Stored data entries
--- START ---

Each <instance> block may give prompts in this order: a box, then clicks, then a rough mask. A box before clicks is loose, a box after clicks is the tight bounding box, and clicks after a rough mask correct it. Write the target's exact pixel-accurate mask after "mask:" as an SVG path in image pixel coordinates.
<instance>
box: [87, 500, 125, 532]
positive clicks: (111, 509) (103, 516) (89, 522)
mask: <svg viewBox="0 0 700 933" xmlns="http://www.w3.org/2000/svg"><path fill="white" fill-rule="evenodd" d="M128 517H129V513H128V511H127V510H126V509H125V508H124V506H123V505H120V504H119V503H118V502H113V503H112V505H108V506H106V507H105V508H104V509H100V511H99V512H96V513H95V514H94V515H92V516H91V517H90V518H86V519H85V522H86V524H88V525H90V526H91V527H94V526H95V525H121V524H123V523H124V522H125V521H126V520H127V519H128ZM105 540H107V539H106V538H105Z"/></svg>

--- END ---

• [DIRECTIONS FOR THIS TASK]:
Your answer should be a single number, namely how many lines of the data above hold "instance".

• [SOLUTION TO THE EXERCISE]:
2